**Task brief:**
Count the lines in the items below that contain the word "porch", and give only that number.

**Input:**

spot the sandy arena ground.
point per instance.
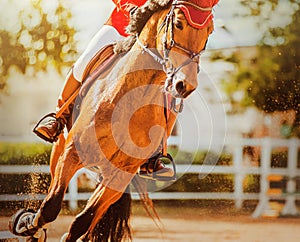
(197, 228)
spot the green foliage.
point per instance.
(271, 79)
(24, 153)
(42, 39)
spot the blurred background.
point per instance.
(245, 114)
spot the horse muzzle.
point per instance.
(178, 86)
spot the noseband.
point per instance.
(167, 66)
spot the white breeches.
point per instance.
(106, 35)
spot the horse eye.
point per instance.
(179, 25)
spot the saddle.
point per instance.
(101, 61)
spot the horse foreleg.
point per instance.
(66, 167)
(57, 150)
(97, 205)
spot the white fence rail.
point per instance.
(239, 169)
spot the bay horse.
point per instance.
(122, 120)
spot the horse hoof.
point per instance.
(21, 223)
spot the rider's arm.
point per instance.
(126, 5)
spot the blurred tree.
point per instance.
(271, 79)
(43, 39)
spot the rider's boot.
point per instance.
(155, 169)
(50, 126)
(25, 222)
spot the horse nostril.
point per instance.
(180, 87)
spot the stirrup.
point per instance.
(55, 136)
(16, 221)
(165, 159)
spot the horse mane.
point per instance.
(137, 22)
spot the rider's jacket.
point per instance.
(119, 18)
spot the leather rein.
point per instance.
(167, 66)
(164, 61)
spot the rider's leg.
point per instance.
(51, 127)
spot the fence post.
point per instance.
(263, 204)
(290, 203)
(238, 175)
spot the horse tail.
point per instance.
(114, 225)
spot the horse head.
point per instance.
(180, 36)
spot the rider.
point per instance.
(113, 30)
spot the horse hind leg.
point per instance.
(85, 222)
(31, 222)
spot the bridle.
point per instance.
(164, 60)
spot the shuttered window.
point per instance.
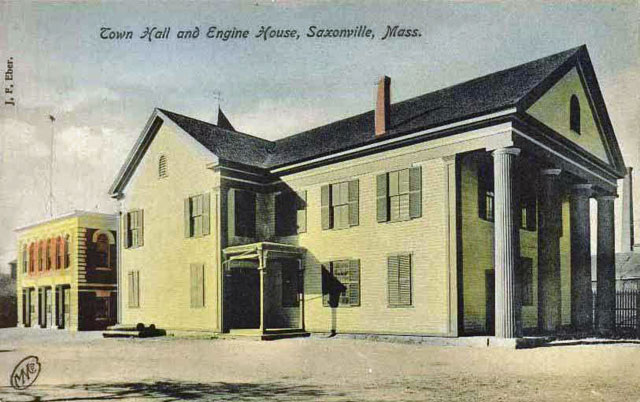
(340, 205)
(291, 213)
(486, 204)
(134, 288)
(196, 215)
(526, 281)
(399, 195)
(399, 280)
(162, 166)
(241, 209)
(197, 285)
(133, 229)
(341, 283)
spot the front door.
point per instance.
(490, 286)
(32, 306)
(244, 308)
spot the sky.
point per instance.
(101, 92)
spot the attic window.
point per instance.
(574, 114)
(162, 166)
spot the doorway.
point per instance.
(490, 307)
(244, 298)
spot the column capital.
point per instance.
(606, 197)
(510, 151)
(551, 172)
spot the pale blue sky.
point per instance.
(102, 92)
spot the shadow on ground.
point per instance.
(177, 391)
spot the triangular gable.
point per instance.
(550, 105)
(156, 120)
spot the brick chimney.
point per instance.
(383, 104)
(627, 212)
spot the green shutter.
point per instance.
(325, 271)
(354, 282)
(125, 230)
(187, 217)
(392, 280)
(404, 279)
(325, 207)
(301, 211)
(206, 208)
(231, 213)
(415, 192)
(353, 203)
(382, 187)
(141, 227)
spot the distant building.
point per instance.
(67, 272)
(8, 317)
(458, 212)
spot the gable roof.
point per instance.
(516, 87)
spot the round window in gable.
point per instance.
(162, 166)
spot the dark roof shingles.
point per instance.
(482, 95)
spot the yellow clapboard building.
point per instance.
(459, 212)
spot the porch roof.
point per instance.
(257, 250)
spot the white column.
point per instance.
(606, 292)
(581, 293)
(505, 243)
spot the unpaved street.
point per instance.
(86, 367)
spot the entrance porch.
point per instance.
(263, 290)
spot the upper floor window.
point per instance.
(162, 166)
(291, 213)
(340, 205)
(42, 255)
(486, 203)
(399, 195)
(24, 259)
(103, 251)
(67, 251)
(134, 229)
(574, 114)
(59, 252)
(241, 208)
(341, 283)
(196, 215)
(32, 257)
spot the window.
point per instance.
(486, 205)
(241, 208)
(24, 259)
(197, 285)
(32, 257)
(341, 283)
(50, 254)
(67, 251)
(526, 281)
(103, 251)
(59, 253)
(290, 285)
(399, 280)
(162, 166)
(291, 213)
(527, 210)
(133, 229)
(196, 215)
(339, 205)
(399, 195)
(134, 288)
(574, 114)
(42, 255)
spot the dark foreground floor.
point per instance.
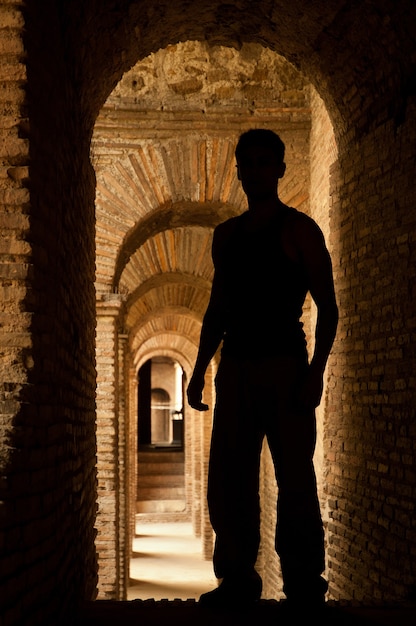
(265, 613)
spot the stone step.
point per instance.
(156, 480)
(160, 506)
(159, 468)
(160, 493)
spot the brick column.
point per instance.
(110, 451)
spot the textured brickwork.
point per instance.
(58, 64)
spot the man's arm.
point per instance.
(317, 263)
(212, 332)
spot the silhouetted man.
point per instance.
(266, 260)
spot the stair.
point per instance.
(160, 480)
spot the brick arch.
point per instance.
(168, 218)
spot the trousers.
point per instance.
(257, 398)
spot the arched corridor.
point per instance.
(119, 121)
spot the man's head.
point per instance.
(260, 163)
(260, 137)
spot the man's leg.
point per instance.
(233, 484)
(299, 531)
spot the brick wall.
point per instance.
(47, 330)
(57, 72)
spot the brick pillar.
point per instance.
(110, 452)
(206, 430)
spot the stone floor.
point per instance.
(167, 575)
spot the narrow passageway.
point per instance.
(167, 562)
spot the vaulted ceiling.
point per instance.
(163, 152)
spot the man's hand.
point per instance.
(194, 393)
(312, 387)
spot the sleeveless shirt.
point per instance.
(264, 293)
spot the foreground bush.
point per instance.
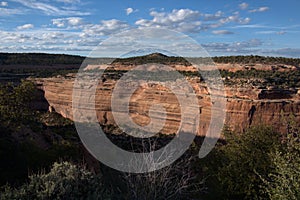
(237, 166)
(64, 181)
(284, 182)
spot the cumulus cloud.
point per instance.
(249, 46)
(222, 32)
(243, 6)
(190, 21)
(106, 27)
(184, 20)
(212, 17)
(3, 3)
(25, 26)
(69, 21)
(261, 9)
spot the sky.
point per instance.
(262, 27)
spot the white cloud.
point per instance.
(261, 9)
(69, 1)
(25, 26)
(183, 20)
(49, 9)
(212, 17)
(271, 32)
(222, 32)
(74, 22)
(3, 3)
(243, 6)
(191, 21)
(129, 11)
(106, 27)
(8, 11)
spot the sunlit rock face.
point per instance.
(245, 105)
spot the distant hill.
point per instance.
(43, 59)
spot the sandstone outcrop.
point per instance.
(245, 106)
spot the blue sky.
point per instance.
(262, 27)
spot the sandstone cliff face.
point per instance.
(245, 107)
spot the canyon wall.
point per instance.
(245, 106)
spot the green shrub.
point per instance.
(64, 181)
(284, 182)
(242, 161)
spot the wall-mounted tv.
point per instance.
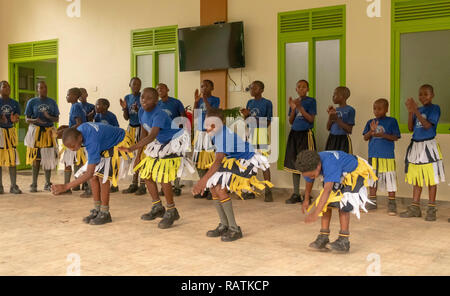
(214, 47)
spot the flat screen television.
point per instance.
(214, 47)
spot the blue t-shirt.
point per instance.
(347, 114)
(8, 107)
(76, 111)
(99, 137)
(380, 147)
(36, 106)
(173, 107)
(134, 115)
(432, 113)
(300, 123)
(261, 108)
(214, 102)
(107, 118)
(334, 165)
(158, 118)
(232, 145)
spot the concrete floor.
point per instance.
(39, 232)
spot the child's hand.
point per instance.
(123, 104)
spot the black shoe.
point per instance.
(157, 211)
(48, 187)
(131, 189)
(268, 195)
(86, 194)
(320, 244)
(341, 245)
(93, 214)
(219, 231)
(142, 190)
(177, 191)
(15, 190)
(101, 218)
(294, 199)
(232, 235)
(169, 217)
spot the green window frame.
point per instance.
(155, 41)
(310, 25)
(411, 16)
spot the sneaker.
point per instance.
(131, 189)
(142, 190)
(232, 235)
(14, 189)
(341, 245)
(169, 217)
(392, 207)
(294, 199)
(157, 211)
(86, 194)
(431, 214)
(320, 244)
(411, 211)
(219, 231)
(93, 214)
(48, 187)
(102, 218)
(268, 195)
(371, 207)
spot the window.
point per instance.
(155, 58)
(311, 46)
(420, 55)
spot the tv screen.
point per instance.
(212, 47)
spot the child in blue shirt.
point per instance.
(10, 112)
(165, 151)
(42, 150)
(302, 113)
(234, 169)
(258, 113)
(340, 122)
(203, 155)
(88, 107)
(382, 132)
(103, 163)
(130, 107)
(345, 178)
(423, 157)
(175, 109)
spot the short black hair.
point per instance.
(428, 86)
(307, 161)
(70, 134)
(103, 102)
(216, 112)
(259, 83)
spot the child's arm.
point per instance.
(323, 200)
(201, 184)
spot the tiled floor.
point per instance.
(39, 231)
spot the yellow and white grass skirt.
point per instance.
(9, 157)
(113, 164)
(166, 162)
(238, 175)
(423, 164)
(351, 194)
(385, 170)
(204, 151)
(42, 145)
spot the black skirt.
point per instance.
(339, 143)
(298, 141)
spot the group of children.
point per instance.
(155, 149)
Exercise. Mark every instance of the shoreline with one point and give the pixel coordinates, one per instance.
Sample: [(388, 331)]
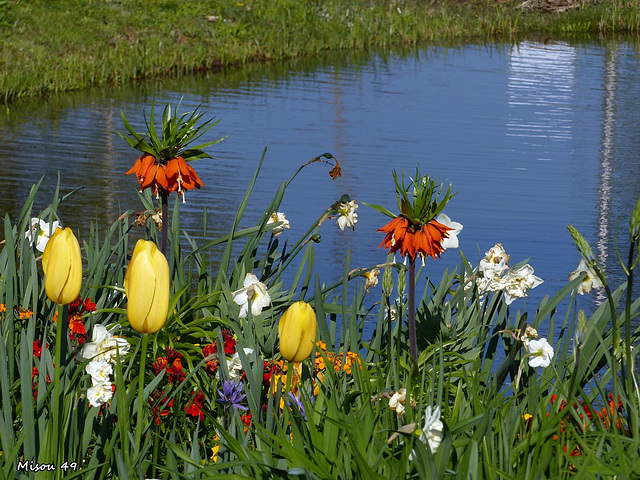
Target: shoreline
[(120, 42)]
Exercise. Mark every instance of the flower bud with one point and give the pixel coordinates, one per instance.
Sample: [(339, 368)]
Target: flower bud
[(297, 332), (146, 285), (62, 264), (583, 246), (634, 222)]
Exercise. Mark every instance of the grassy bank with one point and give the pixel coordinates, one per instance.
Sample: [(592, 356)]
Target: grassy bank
[(54, 46)]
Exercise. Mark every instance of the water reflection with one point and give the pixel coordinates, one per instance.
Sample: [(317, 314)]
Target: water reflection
[(525, 134)]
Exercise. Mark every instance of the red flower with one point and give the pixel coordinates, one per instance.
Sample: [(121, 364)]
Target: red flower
[(195, 408), (181, 175), (246, 419), (172, 363), (37, 348), (157, 402)]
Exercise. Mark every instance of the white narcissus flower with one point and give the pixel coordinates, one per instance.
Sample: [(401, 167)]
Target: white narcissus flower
[(100, 371), (589, 282), (452, 240), (517, 283), (278, 217), (99, 394), (255, 291), (397, 401), (540, 353), (495, 262), (371, 278), (39, 232), (104, 346), (431, 434), (347, 214)]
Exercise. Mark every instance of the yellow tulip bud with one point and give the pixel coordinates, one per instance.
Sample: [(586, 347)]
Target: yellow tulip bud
[(297, 332), (146, 285), (62, 265)]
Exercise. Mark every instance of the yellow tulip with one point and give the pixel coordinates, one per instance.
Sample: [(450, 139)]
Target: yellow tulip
[(297, 332), (62, 265), (146, 285)]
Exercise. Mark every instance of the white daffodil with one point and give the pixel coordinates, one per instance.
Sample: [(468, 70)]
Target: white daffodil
[(235, 364), (451, 241), (40, 231), (278, 217), (397, 401), (255, 291), (104, 345), (589, 282), (99, 394), (540, 353), (347, 214), (517, 283), (529, 334), (495, 262), (494, 283), (100, 371), (371, 278), (431, 434)]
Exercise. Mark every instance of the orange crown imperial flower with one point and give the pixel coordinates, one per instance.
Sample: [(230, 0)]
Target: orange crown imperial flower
[(174, 176), (163, 164), (414, 241), (414, 232)]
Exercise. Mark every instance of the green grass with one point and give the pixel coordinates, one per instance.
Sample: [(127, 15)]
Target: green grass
[(63, 45), (501, 418)]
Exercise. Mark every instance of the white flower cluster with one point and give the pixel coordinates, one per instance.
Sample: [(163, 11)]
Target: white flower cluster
[(347, 216), (492, 276), (254, 290), (40, 232), (103, 352), (432, 431), (539, 350), (397, 401)]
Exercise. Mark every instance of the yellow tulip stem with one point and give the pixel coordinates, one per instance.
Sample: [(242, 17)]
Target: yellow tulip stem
[(165, 222), (56, 415), (290, 372), (413, 345), (143, 358)]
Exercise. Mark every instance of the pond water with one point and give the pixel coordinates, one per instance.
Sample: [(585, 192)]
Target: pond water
[(532, 136)]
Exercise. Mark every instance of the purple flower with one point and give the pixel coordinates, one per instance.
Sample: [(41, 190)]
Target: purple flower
[(231, 395), (295, 400)]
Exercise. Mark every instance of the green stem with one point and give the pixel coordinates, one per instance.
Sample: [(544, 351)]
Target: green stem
[(143, 359), (629, 386), (615, 341), (165, 222), (57, 415), (413, 344)]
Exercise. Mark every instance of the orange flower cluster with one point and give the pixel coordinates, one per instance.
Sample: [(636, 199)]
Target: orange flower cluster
[(174, 176), (77, 309), (414, 241), (23, 313), (335, 359), (586, 417)]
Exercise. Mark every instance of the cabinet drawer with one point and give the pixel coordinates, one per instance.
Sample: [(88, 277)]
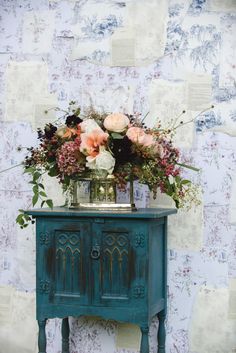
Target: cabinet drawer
[(119, 274), (62, 261)]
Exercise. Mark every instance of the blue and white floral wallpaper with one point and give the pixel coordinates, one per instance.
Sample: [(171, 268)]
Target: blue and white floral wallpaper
[(54, 51)]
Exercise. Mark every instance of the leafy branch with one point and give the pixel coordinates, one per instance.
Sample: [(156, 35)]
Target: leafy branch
[(38, 194)]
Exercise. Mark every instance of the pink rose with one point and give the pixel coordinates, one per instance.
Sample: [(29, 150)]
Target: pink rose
[(116, 122), (90, 142), (138, 135)]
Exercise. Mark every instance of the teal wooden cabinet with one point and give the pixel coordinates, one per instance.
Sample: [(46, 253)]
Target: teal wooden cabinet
[(107, 264)]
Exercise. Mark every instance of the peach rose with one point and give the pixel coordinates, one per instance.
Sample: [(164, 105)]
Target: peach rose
[(88, 125), (116, 122), (90, 142), (138, 135), (103, 161)]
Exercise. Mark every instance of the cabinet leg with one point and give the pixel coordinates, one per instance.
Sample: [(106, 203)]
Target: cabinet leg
[(65, 332), (161, 334), (144, 342), (42, 341)]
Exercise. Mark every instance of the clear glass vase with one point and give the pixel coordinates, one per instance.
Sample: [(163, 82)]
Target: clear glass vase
[(103, 191)]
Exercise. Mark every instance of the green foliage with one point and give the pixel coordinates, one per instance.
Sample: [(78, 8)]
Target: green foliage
[(38, 194)]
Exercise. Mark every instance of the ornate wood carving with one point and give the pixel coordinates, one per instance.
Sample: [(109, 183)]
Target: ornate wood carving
[(44, 238), (139, 240), (44, 286)]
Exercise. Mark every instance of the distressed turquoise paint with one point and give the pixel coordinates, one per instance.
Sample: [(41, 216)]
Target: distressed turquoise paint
[(106, 264)]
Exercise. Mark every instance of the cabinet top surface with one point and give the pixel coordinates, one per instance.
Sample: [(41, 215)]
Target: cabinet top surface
[(66, 212)]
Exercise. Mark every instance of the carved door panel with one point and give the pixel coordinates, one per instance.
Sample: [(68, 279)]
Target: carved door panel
[(64, 255), (120, 271)]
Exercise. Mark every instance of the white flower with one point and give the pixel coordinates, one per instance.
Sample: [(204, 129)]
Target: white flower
[(116, 122), (88, 125), (103, 160)]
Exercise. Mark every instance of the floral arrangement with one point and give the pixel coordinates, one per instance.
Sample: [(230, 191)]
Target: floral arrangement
[(119, 145)]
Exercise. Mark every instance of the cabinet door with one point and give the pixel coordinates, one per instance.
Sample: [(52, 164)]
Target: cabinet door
[(62, 261), (119, 273)]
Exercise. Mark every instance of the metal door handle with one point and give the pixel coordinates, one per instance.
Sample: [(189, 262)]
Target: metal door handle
[(95, 252)]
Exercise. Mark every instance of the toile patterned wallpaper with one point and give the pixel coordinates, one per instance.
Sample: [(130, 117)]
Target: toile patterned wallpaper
[(70, 40)]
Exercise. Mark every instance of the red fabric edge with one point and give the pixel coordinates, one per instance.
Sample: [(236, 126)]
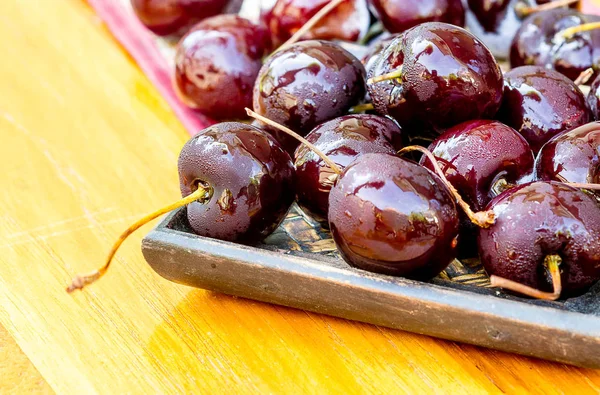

**Expected answer:**
2